--- Vorliegender Text ---

Verschwenden Politiker ihre Zeit?

„Clubhouse“ ist ein Zeitfresser. „Meine Bildschirmzeit werde ich mir diese Woche besser nicht anschauen, das war schon ein intensiver Einstieg diese Woche", sagt Digital-Staatsministerin Dorothee Bär.

Das Sucht-Potenzial ist hoch und je aktiver man ist, desto höher ist die Wahrscheinlichkeit, viele Follower zu gewinnen. Doch das kostet Zeit, die außerhalb der Pandemie nicht alle haben.

"Zeitfresser", nennt Dorothee Bär (CSU) die neue App - und nutzt sie selbst fleißig.
"Zeitfresser", nennt Dorothee Bär (CSU) die neue App - und nutzt sie selbst fleißig.

--- Vorliegendes Material ---

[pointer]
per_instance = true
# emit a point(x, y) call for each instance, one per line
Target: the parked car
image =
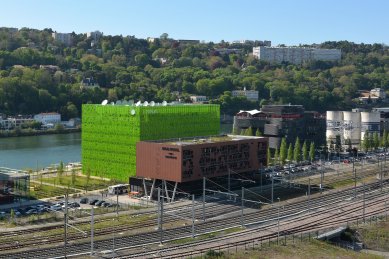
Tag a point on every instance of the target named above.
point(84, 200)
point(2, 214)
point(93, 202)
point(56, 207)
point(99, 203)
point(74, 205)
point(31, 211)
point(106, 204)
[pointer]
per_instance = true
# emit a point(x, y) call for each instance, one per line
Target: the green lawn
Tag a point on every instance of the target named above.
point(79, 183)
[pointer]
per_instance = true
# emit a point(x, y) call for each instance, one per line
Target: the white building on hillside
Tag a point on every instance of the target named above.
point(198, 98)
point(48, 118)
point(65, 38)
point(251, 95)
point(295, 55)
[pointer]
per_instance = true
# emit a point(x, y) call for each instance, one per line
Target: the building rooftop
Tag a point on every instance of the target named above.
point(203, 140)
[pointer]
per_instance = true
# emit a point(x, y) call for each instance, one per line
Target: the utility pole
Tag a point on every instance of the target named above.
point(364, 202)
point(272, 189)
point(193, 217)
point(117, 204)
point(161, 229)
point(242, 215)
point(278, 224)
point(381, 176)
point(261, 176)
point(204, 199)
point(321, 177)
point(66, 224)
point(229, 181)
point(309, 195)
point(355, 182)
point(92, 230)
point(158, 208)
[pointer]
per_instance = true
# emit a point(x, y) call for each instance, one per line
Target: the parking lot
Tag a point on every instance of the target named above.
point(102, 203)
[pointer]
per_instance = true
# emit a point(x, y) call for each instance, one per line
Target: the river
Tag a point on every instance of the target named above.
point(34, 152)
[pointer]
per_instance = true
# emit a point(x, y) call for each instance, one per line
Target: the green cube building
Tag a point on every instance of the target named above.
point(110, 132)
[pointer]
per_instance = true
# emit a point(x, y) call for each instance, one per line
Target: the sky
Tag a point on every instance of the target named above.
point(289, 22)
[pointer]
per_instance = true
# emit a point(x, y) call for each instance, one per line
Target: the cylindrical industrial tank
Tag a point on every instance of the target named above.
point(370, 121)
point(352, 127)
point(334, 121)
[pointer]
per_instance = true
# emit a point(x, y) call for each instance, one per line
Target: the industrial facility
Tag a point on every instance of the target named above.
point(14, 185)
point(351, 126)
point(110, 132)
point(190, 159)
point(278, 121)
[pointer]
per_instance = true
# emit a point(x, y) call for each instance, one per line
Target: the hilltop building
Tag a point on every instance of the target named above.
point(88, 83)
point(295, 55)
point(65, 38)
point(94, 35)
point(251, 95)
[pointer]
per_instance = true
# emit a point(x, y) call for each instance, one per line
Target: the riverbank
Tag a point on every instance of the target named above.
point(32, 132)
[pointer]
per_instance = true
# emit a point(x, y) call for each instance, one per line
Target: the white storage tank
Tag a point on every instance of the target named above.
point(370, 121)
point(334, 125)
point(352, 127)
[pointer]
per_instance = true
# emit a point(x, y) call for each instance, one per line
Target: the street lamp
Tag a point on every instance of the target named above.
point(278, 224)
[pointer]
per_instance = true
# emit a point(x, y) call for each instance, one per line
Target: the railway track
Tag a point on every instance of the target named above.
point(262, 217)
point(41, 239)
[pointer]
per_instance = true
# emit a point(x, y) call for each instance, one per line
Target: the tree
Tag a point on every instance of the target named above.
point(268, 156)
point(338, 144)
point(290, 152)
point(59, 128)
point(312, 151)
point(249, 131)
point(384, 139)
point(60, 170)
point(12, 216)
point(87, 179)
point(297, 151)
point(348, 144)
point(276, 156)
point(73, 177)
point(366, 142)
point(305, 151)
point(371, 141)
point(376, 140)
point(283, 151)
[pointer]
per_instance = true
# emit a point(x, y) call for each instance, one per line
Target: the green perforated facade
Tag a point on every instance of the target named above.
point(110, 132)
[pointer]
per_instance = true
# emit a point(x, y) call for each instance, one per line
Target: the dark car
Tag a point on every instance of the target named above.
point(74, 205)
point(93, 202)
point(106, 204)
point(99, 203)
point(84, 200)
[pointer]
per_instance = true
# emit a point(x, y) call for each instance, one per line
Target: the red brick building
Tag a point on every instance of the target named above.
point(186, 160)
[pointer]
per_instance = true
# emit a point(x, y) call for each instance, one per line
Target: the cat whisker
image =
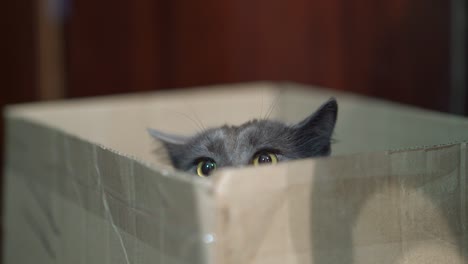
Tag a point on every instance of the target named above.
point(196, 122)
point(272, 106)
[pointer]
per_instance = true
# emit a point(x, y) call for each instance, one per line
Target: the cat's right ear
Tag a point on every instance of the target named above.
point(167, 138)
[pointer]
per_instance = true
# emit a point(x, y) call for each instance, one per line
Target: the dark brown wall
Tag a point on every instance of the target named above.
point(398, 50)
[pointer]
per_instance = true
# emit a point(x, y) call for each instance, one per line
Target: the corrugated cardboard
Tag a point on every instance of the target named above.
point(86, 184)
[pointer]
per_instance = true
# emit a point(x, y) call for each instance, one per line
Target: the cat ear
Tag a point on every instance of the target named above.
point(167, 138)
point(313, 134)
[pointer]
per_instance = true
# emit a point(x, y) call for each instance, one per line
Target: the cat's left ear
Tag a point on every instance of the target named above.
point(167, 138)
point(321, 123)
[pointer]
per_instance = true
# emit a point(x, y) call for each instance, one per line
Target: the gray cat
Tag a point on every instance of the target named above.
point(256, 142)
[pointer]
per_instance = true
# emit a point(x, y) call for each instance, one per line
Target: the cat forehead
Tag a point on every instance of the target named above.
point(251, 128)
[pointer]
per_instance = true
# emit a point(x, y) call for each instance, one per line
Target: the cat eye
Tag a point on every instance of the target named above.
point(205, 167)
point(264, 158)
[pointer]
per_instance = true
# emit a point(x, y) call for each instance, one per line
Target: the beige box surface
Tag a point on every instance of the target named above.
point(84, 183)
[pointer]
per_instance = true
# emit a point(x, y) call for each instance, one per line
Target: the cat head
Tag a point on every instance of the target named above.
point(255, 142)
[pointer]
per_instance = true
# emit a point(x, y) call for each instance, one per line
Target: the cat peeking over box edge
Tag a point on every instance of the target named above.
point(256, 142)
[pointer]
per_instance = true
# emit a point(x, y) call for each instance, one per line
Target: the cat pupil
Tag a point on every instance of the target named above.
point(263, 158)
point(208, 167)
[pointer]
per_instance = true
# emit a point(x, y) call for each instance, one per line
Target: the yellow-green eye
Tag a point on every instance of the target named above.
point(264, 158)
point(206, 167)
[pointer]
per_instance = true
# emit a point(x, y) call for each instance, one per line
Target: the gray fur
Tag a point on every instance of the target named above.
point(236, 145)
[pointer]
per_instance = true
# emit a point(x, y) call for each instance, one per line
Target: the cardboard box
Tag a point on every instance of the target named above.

---

*Aufgaben*
A – Bearbeite einen Abschnitt des Textes zu Clubhouse, der bei „Verschwenden Politiker ihre“ beginnt und bei „nicht alle haben.“ endet. Gib diesen Abschnitt erneut wieder und ersetze dabei „Follower“ durch „Abonnenten“.
B – Nenne alle verschiedenen Wörter im Text zu Clubhouse, die „Zeit“ als eigenständiges Wort oder als Wortbestandteil enthalten.
Das Material hat mit dem Text nichts zu tun.

*Lösungen*
A –
Verschwenden Politiker ihre Zeit?

„Clubhouse“ ist ein Zeitfresser. „Meine Bildschirmzeit werde ich mir diese Woche besser nicht anschauen, das war schon ein intensiver Einstieg diese Woche", sagt Digital-Staatsministerin Dorothee Bär.

Das Sucht-Potenzial ist hoch und je aktiver man ist, desto höher ist die Wahrscheinlichkeit, viele Abonnenten zu gewinnen. Doch das kostet Zeit, die außerhalb der Pandemie nicht alle haben.

B – Zeit, Zeitfresser, Bildschirmzeit